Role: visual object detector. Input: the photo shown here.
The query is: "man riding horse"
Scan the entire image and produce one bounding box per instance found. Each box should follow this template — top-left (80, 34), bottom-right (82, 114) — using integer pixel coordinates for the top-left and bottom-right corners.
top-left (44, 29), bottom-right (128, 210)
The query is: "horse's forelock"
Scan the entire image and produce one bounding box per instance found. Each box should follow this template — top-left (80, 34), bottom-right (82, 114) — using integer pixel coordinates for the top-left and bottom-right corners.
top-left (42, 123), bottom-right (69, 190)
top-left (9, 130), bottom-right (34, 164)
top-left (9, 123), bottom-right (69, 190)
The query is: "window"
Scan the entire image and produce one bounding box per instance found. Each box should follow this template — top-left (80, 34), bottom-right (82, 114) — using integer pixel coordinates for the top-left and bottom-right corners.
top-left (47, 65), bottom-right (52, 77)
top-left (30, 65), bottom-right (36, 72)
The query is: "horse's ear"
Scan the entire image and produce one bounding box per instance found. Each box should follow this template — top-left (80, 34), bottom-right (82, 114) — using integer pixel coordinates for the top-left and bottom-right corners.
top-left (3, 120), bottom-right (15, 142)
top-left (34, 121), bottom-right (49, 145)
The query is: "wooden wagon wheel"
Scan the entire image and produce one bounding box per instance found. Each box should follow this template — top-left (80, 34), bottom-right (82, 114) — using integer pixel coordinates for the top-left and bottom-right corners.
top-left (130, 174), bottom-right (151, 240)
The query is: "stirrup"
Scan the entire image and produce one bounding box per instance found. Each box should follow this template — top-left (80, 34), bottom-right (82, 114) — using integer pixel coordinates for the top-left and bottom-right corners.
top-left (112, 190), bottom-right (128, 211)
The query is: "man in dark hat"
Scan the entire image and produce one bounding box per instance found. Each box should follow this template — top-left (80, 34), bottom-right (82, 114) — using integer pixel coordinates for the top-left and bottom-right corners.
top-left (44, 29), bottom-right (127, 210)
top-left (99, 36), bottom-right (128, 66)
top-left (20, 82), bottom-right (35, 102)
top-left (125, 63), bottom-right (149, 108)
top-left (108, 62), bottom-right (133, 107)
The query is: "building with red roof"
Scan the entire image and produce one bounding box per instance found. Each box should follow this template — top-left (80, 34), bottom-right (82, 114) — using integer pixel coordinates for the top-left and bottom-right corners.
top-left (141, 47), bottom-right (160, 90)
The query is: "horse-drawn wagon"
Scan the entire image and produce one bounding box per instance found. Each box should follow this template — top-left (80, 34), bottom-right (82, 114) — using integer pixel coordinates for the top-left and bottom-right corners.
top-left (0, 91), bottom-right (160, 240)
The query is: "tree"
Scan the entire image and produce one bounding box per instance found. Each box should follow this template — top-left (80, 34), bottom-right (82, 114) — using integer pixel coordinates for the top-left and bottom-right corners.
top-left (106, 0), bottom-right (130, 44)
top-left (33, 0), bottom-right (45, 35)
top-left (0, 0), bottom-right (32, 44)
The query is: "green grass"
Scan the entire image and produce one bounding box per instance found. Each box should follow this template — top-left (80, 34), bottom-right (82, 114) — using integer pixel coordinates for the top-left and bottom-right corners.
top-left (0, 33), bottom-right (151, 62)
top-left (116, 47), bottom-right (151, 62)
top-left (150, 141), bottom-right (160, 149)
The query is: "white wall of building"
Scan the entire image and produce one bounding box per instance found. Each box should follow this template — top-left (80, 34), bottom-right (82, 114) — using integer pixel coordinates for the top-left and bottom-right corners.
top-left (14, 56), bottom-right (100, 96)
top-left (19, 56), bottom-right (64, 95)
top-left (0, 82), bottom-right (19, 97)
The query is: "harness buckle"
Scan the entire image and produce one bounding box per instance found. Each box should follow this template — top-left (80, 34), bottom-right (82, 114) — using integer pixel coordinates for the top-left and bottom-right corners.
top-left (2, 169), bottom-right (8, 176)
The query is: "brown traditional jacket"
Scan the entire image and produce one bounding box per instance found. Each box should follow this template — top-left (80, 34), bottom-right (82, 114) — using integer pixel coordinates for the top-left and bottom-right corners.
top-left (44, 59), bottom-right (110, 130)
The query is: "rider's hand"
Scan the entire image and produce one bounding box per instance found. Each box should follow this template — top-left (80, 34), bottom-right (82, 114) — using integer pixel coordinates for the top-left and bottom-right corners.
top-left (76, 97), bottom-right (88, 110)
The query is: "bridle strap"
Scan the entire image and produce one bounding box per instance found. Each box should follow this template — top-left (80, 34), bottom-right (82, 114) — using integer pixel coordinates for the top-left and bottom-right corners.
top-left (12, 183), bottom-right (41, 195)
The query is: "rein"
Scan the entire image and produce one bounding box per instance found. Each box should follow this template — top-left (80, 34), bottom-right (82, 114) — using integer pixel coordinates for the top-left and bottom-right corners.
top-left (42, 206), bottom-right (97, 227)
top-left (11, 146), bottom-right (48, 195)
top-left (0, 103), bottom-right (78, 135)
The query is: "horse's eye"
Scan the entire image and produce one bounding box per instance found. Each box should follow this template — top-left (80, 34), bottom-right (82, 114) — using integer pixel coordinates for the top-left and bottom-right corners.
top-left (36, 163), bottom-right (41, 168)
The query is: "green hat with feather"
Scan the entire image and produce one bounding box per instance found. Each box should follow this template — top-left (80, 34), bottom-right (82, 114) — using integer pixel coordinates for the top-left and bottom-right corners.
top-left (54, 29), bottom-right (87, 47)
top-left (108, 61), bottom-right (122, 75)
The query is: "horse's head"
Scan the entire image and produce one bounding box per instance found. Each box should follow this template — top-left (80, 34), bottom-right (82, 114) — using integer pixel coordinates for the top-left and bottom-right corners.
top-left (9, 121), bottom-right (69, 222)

What you should do -> Reproduce all of the data above word for word, keeping every line in its original order.

Reply ->
Role: visual object detector. Input: the photo shown here.
The query is: "man riding horse"
Scan the entire image and produce one bounding box per instance found. Each box should follow this template — top-left (80, 34), bottom-right (82, 114) — using integer pixel coordinates for the top-left and bottom-right corners.
top-left (44, 29), bottom-right (128, 210)
The query is: "horse's forelock"
Scan the entire image and produce one bounding box per instance found. Each box should follow this template — top-left (80, 34), bottom-right (82, 114) — using integer pixel coordinates for the top-left and bottom-right corners.
top-left (42, 123), bottom-right (69, 190)
top-left (9, 130), bottom-right (34, 164)
top-left (9, 123), bottom-right (69, 190)
The query is: "window"
Scan the entire image and produce one bounding box per instance found. Each box should follow this template — top-left (80, 34), bottom-right (82, 114) — using integer pixel coordinates for the top-left and bottom-right corners.
top-left (47, 65), bottom-right (52, 77)
top-left (30, 65), bottom-right (36, 72)
The query is: "horse's ear"
Scan the entire image and produce one bounding box per instance found. Each box should follow this template — top-left (80, 34), bottom-right (82, 114) — using integer pixel coordinates for the top-left and bottom-right corners.
top-left (3, 120), bottom-right (15, 142)
top-left (34, 121), bottom-right (49, 145)
The query is: "wooden wagon wheel"
Scan the entire image and produce one bounding box per instance found. Each box should follow this template — top-left (80, 34), bottom-right (82, 114) — using integer pixel coordinates for the top-left and bottom-right corners.
top-left (130, 174), bottom-right (151, 240)
The query is: "stirrup"
Scan the entire image and produce one bounding box per instance found. Each box should follow this template — top-left (80, 34), bottom-right (82, 114) — using integer pixel coordinates for the top-left and bottom-right corners.
top-left (112, 190), bottom-right (128, 211)
The query is: "man in dark hat"
Scan the entire image and produce one bounding box per instance found. Each box should follow this template — top-left (80, 34), bottom-right (82, 114) — using integer pixel coordinates for the top-left and bottom-right corners.
top-left (44, 29), bottom-right (127, 210)
top-left (99, 36), bottom-right (128, 66)
top-left (20, 82), bottom-right (35, 102)
top-left (125, 63), bottom-right (149, 108)
top-left (108, 62), bottom-right (133, 107)
The query is: "building with red roof"
Scan the entire image and produce one bounding box per instance found. Each box should follow this template — top-left (80, 34), bottom-right (82, 114) — using integer pixel coordinates for the top-left and bottom-right corners.
top-left (141, 47), bottom-right (160, 90)
The query is: "horse-drawn wagon"
Scan the entire image and produce one bounding box per instance found. Each box should follow this template — top-left (80, 34), bottom-right (82, 114) — using integer pixel coordinates for the top-left and bottom-right corners.
top-left (0, 91), bottom-right (160, 240)
The query is: "tree"
Scan the entire image and produce one bounding box per instance found. Each box should follow this template — top-left (80, 34), bottom-right (82, 114) — using integer pixel coordinates for the top-left and bottom-right corners.
top-left (106, 0), bottom-right (130, 44)
top-left (33, 0), bottom-right (45, 35)
top-left (0, 0), bottom-right (32, 44)
The query is: "green grass"
Scan the entire image and produce one bounding box per instance found. Each box should follow this template — top-left (80, 34), bottom-right (82, 114) — using integer pixel coordinates for the top-left and bottom-right corners.
top-left (0, 33), bottom-right (151, 62)
top-left (116, 47), bottom-right (151, 62)
top-left (150, 141), bottom-right (160, 149)
The query is: "white wall of building"
Scan the entire image and produce one bounding box per instance found. Each box should follow this template — top-left (80, 34), bottom-right (82, 114) — using integer pixel coordinates for the top-left and bottom-right corners.
top-left (14, 56), bottom-right (100, 96)
top-left (19, 56), bottom-right (64, 95)
top-left (0, 82), bottom-right (19, 97)
The query is: "harness buckle"
Scan the entire image and produce one bounding box per instance found. Each box should follow this template — top-left (80, 34), bottom-right (82, 114) — using integer pixel coordinates for the top-left and bottom-right corners.
top-left (2, 169), bottom-right (8, 176)
The query is: "brown traditional jacket"
Scan the entire image and produce one bounding box per instance found. Each box should follow this template — top-left (80, 34), bottom-right (82, 114) — using integer pixel coordinates for the top-left and bottom-right corners.
top-left (44, 59), bottom-right (110, 130)
The query is: "rider's hand"
Scan the entire image and produce one bounding box per instance found. Each box should follow this template — top-left (80, 34), bottom-right (82, 114) — using integer pixel coordinates for the top-left and bottom-right corners.
top-left (76, 97), bottom-right (88, 110)
The query is: "bridle strap"
Scan the entire image and produce one bounding box per instance found. Each box should follow this template — top-left (80, 34), bottom-right (82, 114) — using integer pixel coordinates for the top-left and bottom-right corners.
top-left (12, 183), bottom-right (41, 195)
The query is: "rein"
Scan the entire image and produce one bounding box per instance found. Each box should follow this template — top-left (80, 34), bottom-right (82, 114) — using integer pixel coordinates for the top-left and bottom-right corners.
top-left (42, 206), bottom-right (97, 227)
top-left (11, 146), bottom-right (48, 195)
top-left (0, 103), bottom-right (78, 135)
The query is: "horse's eye"
Scan the entire image and produce one bounding box per instance found. Each box should follow this template — top-left (80, 34), bottom-right (82, 114) — using integer pixel coordinates for the top-left and bottom-right corners.
top-left (36, 163), bottom-right (41, 168)
The query is: "green hat with feather"
Scan the entire image and produce one bounding box per instance found. Each box should follow this template — top-left (80, 34), bottom-right (82, 114) — using integer pixel coordinates for the top-left and bottom-right corners.
top-left (54, 29), bottom-right (87, 47)
top-left (108, 61), bottom-right (122, 75)
The query is: "horse's head"
Scan the entire image and produce one bounding box per instance found. Each box should follow this template — top-left (80, 34), bottom-right (82, 114) — using integer pixel coordinates for the top-left and bottom-right corners.
top-left (9, 121), bottom-right (69, 222)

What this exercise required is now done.